REQUIRED TASKS:
1. According to the post about the aquarium opening, why did the writer take no pictures during the visit?
2. Transcribe the post about the aquarium opening from "I wasn't really" to "bottom. Pretty neat.".

GIVEN TEXT:

☆ ☆ ☆

# Greater Cleveland Aquarium Opens



## Rhinox (Sep 10, 2009)

website

It opened on Saturday. I checked it out yesterday. Sorry, I was not able to take any pictures. It was very busy, they were giving us cards that told us a time we were able to go stand in line to buy a ticket. Too busy to stand around getting in everyones way taking pictures.

I wasn't really that impressed overall, but a few things were definitely pretty cool. Not a lot in the way of cichlids. They had some freshwater rays, American Alligators (including some cute little babies), a "Petting tank" - half was horseshoe crabs, and the other half had some rays and a couple baby sharks. The small gray one I didn't know what kind it was but it was very friendly and kept circling the glass letting everyone pet it. I got to pet the baby nurse shark though. The "baby" was still like 3-4 feet long. It stayed mostly out of reach near the bottom, but it swam up the glass near me and I was able to pet it as it swam back down to the bottom. Pretty neat.

The feature of the aquarium is the very large shark tank. Not quite sure how big exactly it was, but it has a large, long viewing window along one side, and then a tunnel that goes underneath inside the tank. It would have been a loot cooler, except for some reason all the tanks seemed to be a bit cloudier than they should be, and it was especially noticeable with the shark tank being so big.

☆ ☆ ☆

DATA EXCERPTS:
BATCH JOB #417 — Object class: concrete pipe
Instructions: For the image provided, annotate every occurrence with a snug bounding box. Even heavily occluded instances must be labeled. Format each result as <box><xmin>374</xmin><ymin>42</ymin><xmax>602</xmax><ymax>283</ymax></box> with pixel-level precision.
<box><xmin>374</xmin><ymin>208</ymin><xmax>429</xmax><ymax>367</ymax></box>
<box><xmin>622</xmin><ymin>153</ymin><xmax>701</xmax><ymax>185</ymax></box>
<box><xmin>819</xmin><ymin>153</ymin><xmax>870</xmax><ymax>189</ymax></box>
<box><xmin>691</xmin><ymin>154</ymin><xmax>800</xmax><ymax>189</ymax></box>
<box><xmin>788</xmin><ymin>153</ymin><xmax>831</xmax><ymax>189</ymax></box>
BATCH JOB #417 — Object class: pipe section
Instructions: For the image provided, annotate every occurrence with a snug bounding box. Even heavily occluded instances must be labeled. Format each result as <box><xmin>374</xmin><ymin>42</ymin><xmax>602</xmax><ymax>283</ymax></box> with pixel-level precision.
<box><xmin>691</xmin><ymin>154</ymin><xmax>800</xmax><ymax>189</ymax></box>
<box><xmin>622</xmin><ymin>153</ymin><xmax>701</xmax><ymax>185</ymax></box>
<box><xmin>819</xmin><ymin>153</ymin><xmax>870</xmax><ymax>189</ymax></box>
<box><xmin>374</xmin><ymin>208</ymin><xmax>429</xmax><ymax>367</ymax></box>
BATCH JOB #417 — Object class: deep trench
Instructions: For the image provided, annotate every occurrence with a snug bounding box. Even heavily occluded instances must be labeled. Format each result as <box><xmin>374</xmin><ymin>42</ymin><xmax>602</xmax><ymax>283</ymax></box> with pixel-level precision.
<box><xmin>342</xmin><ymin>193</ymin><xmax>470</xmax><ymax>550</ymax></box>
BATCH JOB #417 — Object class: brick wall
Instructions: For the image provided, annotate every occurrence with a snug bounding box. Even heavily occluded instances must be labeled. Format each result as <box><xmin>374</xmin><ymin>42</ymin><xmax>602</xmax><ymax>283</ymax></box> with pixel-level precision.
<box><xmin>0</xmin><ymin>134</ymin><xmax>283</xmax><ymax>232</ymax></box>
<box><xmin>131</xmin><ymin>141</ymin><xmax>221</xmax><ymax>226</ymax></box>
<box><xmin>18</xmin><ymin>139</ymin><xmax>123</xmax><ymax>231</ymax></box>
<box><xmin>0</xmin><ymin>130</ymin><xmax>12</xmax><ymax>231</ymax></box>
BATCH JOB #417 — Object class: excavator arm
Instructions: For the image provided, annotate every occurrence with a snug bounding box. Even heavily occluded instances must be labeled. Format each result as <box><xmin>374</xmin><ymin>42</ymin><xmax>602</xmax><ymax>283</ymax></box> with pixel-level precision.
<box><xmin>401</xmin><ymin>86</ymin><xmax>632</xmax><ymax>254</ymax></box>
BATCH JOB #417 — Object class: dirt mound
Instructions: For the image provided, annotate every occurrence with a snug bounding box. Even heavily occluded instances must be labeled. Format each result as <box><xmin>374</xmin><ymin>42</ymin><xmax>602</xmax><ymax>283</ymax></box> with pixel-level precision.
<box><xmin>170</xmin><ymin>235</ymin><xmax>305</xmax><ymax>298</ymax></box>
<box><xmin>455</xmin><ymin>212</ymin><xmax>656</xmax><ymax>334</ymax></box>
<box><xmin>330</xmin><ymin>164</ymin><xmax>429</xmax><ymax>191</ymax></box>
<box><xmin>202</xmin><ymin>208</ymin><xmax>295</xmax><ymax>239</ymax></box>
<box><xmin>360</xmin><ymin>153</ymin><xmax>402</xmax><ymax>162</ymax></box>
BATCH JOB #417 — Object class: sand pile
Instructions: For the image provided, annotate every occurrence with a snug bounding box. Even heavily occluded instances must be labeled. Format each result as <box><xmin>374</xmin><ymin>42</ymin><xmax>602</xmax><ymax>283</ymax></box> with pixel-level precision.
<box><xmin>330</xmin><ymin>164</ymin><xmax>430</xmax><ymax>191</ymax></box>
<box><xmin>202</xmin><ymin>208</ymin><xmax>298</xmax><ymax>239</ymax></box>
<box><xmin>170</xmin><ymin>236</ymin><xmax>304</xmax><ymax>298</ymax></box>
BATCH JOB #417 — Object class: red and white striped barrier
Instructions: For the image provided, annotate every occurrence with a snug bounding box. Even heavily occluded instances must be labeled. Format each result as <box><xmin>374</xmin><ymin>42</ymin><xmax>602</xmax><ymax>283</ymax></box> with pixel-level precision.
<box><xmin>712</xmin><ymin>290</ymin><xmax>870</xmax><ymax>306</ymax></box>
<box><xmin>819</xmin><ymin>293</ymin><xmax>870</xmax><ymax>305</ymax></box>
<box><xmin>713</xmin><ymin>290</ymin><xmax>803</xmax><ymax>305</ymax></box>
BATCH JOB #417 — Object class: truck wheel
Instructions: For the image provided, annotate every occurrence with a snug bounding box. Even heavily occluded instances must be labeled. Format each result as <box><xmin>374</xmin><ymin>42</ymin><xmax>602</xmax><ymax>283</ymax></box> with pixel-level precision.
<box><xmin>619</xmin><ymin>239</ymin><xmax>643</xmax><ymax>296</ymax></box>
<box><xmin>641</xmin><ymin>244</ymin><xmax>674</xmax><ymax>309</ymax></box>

☆ ☆ ☆

TASK ANSWERS:
1. The aquarium was very busy: visitors were handed cards giving a time when they could line up to buy tickets. It was too crowded to stand around taking pictures without getting in everyone's way.

2.
I wasn't really that impressed overall, but a few things were definitely pretty cool. Not a lot in the way of cichlids. They had some freshwater rays, American Alligators (including some cute little babies), a "Petting tank" - half was horseshoe crabs, and the other half had some rays and a couple baby sharks. The small gray one I didn't know what kind it was but it was very friendly and kept circling the glass letting everyone pet it. I got to pet the baby nurse shark though. The "baby" was still like 3-4 feet long. It stayed mostly out of reach near the bottom, but it swam up the glass near me and I was able to pet it as it swam back down to the bottom. Pretty neat.